**Data entries**
::::

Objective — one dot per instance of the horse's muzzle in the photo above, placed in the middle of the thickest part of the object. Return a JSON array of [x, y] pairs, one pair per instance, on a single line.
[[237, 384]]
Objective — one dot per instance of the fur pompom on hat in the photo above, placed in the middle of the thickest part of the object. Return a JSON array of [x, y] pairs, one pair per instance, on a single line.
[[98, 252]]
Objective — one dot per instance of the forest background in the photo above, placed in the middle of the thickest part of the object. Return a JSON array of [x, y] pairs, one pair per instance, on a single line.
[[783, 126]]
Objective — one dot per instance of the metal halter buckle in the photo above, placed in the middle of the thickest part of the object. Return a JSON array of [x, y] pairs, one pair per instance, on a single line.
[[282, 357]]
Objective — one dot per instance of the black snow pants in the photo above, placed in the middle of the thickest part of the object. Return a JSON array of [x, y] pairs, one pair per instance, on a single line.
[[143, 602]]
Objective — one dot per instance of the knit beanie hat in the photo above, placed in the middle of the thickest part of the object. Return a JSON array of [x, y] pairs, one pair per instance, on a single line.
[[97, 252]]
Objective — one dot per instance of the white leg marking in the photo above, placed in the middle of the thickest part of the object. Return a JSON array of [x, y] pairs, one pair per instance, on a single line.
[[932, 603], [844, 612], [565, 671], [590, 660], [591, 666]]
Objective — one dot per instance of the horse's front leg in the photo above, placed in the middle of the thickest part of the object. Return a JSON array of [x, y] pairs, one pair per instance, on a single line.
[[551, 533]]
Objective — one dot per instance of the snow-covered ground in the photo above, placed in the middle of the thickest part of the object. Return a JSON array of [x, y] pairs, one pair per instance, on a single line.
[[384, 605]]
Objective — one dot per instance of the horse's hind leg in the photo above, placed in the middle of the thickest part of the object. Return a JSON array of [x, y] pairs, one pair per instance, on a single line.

::::

**EXERCISE TASK**
Recast the stretch from the line containing "Objective — one dot per instance of the snow-covered" through the last of the rows as a numbered list, leaving out any blank lines.

**SOLVED PROBLEM**
1. Objective — one dot per instance of the snow-covered ground in the photo above, placed in the middle of the thickest part of the object. Return a JSON array of [x, y] pairs, one pair per instance, on a single line.
2. [[384, 605]]
3. Objective — one dot per instance of the horse's hind leg in the photo above, placed in the middle of the thickest part of the object. Return a JSON array of [x, y] pairs, one pair per instance, on a single line.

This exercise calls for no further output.